[WRITTEN INSTRUCTION] Put each line of every item below into a JSON list of strings, one string per line, skipping any blank lines.

[Position annotation records]
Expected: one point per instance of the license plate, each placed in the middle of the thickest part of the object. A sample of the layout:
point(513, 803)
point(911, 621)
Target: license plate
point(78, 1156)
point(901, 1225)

[FULL ANSWER]
[
  "Expected: one point per instance of the license plate, each placed in the middle of the thickest part of the object. A sample of the layout:",
  "point(513, 803)",
  "point(911, 621)",
  "Target: license plate",
  "point(78, 1156)",
  "point(901, 1225)"
]